[Excerpts of labeled region data]
▼

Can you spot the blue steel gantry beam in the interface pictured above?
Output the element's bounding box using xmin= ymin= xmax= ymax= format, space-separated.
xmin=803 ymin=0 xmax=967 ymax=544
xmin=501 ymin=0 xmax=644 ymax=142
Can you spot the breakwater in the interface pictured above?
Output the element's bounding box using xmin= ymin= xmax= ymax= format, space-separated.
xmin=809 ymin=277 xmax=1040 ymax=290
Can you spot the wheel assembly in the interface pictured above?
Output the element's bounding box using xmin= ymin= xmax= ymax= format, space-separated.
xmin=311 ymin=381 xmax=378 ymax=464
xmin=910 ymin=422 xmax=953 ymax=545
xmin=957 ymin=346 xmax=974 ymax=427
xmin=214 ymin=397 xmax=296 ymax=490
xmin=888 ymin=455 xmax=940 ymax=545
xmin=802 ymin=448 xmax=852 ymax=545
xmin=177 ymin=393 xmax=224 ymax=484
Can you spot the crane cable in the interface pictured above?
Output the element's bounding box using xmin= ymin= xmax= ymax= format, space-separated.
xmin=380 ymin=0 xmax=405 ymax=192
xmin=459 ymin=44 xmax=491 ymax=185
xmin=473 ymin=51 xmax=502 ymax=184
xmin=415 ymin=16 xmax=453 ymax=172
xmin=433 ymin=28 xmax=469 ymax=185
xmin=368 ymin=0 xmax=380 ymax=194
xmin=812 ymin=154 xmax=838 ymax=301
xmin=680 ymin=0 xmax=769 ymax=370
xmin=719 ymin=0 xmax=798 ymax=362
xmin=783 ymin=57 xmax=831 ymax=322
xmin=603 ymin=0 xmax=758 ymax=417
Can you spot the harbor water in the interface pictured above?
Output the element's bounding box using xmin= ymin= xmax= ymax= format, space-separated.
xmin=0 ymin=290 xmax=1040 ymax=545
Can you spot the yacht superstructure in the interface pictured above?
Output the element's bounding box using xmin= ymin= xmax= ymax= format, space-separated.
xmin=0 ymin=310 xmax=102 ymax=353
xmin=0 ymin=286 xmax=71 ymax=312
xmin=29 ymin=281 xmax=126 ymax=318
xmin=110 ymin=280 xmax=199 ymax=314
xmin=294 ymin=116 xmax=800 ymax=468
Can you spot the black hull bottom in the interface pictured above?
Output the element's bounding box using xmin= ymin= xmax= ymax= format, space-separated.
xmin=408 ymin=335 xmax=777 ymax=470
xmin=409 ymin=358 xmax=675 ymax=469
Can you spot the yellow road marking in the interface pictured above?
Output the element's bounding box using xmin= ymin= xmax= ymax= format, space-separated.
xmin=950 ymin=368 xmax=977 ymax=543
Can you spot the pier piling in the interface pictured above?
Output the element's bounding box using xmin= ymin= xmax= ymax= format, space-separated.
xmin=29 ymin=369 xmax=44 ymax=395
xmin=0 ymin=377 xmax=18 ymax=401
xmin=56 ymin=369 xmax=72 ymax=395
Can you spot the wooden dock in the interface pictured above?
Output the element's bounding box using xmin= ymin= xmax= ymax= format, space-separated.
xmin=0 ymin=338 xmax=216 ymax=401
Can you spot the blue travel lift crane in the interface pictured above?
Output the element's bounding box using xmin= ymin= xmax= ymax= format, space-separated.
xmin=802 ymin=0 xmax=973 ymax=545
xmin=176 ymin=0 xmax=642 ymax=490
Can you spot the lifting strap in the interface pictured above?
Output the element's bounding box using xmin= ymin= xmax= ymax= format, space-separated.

▲

* _What to produce_:
Please transcribe all of the records above word for word, line by line, without changing anything.

* _Expected output_:
Can you spot the blue steel gantry beam in the interface pictured above?
Output the element's bounding box using xmin= ymin= xmax= ymax= format, space-separated.
xmin=803 ymin=0 xmax=967 ymax=544
xmin=501 ymin=0 xmax=644 ymax=142
Can you spot the breakwater in the interface pictured above?
Output the element's bounding box using xmin= ymin= xmax= ymax= format, space-separated.
xmin=809 ymin=277 xmax=1040 ymax=290
Can you spot the wheel assembly in the interface pictured above?
Output the element's bounding box using xmin= ymin= xmax= ymax= format, space-separated.
xmin=311 ymin=381 xmax=378 ymax=464
xmin=910 ymin=422 xmax=953 ymax=545
xmin=957 ymin=346 xmax=974 ymax=427
xmin=214 ymin=397 xmax=296 ymax=490
xmin=888 ymin=455 xmax=940 ymax=545
xmin=802 ymin=448 xmax=852 ymax=545
xmin=177 ymin=393 xmax=224 ymax=484
Can you spot the crane cable in the interface pictured above?
Output the element's bounding box using xmin= ymin= xmax= ymax= format, space-separated.
xmin=380 ymin=0 xmax=405 ymax=192
xmin=459 ymin=44 xmax=491 ymax=185
xmin=473 ymin=51 xmax=502 ymax=184
xmin=415 ymin=16 xmax=453 ymax=172
xmin=433 ymin=28 xmax=469 ymax=185
xmin=368 ymin=0 xmax=380 ymax=194
xmin=812 ymin=154 xmax=838 ymax=301
xmin=680 ymin=0 xmax=769 ymax=370
xmin=719 ymin=0 xmax=798 ymax=362
xmin=783 ymin=57 xmax=831 ymax=322
xmin=603 ymin=0 xmax=758 ymax=417
Can you spot the harbor water in the interface pictured above?
Output the element's bounding box using xmin= ymin= xmax= ymax= format, space-separated.
xmin=0 ymin=290 xmax=1040 ymax=545
Can you spot the yacht superstructure in the interface pictured above?
Output the element's bounding box using xmin= ymin= xmax= ymax= format, space-separated.
xmin=0 ymin=310 xmax=102 ymax=353
xmin=0 ymin=286 xmax=71 ymax=312
xmin=29 ymin=281 xmax=126 ymax=318
xmin=110 ymin=280 xmax=199 ymax=314
xmin=294 ymin=116 xmax=800 ymax=468
Can you spot the black hull bottom in the interface pictured above?
Output the element's bounding box using xmin= ymin= xmax= ymax= format, space-separated.
xmin=408 ymin=335 xmax=777 ymax=470
xmin=409 ymin=358 xmax=675 ymax=469
Can you spot the yellow road marking in the interface pictured above?
Output the element's bounding box using xmin= ymin= xmax= ymax= format, space-separated.
xmin=950 ymin=368 xmax=977 ymax=543
Can you spot the pier piling in the interface pictured above?
Output the element's bounding box using xmin= ymin= xmax= ymax= format, space-separated.
xmin=29 ymin=369 xmax=44 ymax=395
xmin=0 ymin=377 xmax=18 ymax=401
xmin=56 ymin=369 xmax=72 ymax=395
Can you spot the wooden dock in the interface pictured above?
Output the element's bounding box using xmin= ymin= xmax= ymax= format, space-separated.
xmin=0 ymin=338 xmax=216 ymax=401
Can you spot the blue travel lift crane in the interface pictured above?
Output the element's bounding box using xmin= ymin= xmax= ymax= format, space-separated.
xmin=802 ymin=0 xmax=973 ymax=545
xmin=176 ymin=0 xmax=642 ymax=490
Can you spot the lifting strap in the interface pictured above?
Output the element's bounding box using xmin= ymin= xmax= ymax= format, space-separated.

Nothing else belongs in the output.